╭─ Material for this task

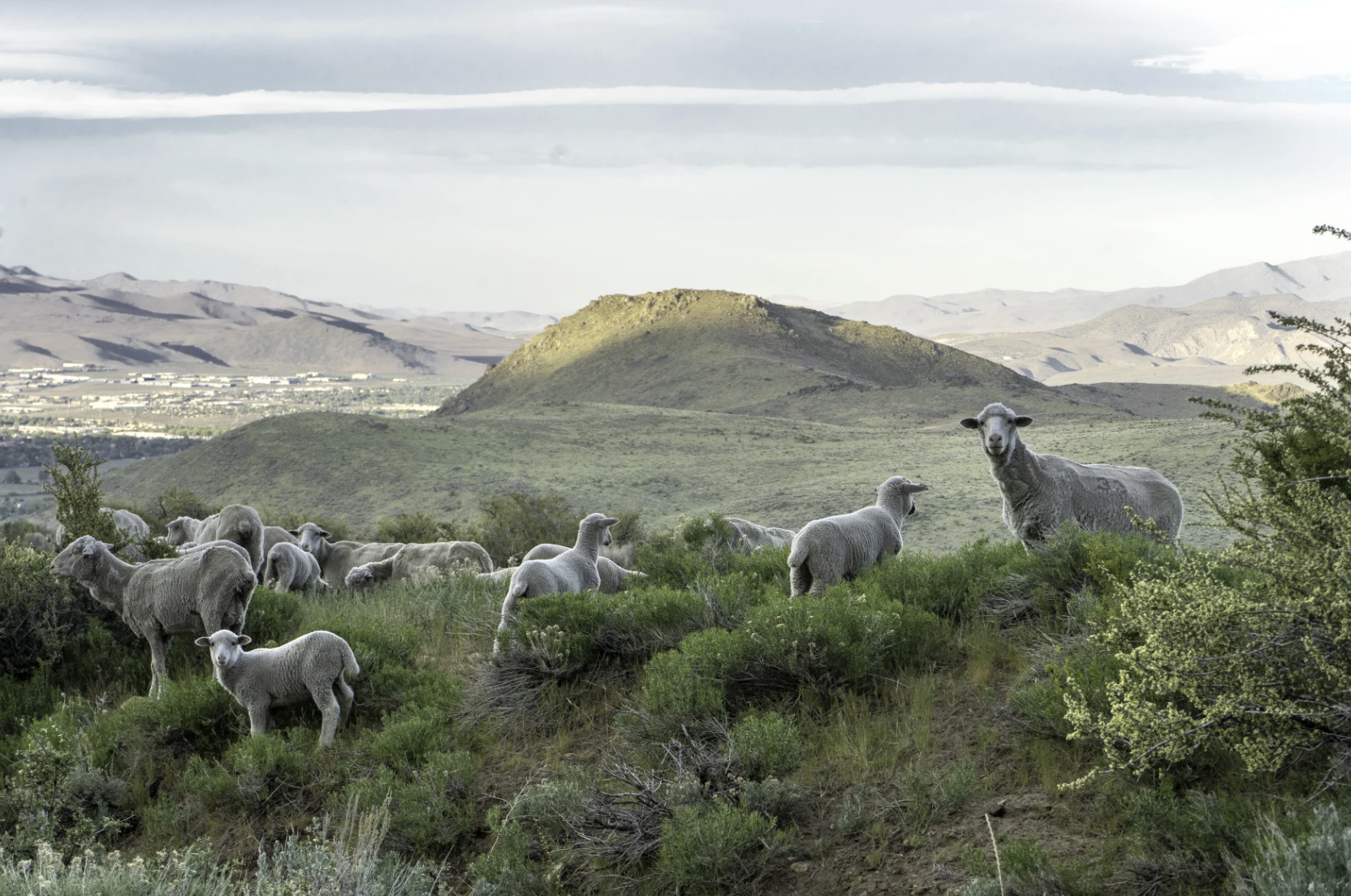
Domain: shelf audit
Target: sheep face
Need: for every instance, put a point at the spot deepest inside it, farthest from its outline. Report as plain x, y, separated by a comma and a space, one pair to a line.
80, 558
226, 648
997, 426
900, 491
311, 536
180, 530
361, 579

╰─

# [About this exercise]
What is needed is an exact copy of all the entries above, minus the pictures.

# [Solution]
Domain: shelf audit
Target: sheep face
Need: for every instance, put a point at the spot deepest inside it, farthest from its outline. Report as plain x, y, separated by a comma and a space, one pair to a line.
80, 558
226, 648
997, 426
900, 491
311, 536
180, 530
361, 579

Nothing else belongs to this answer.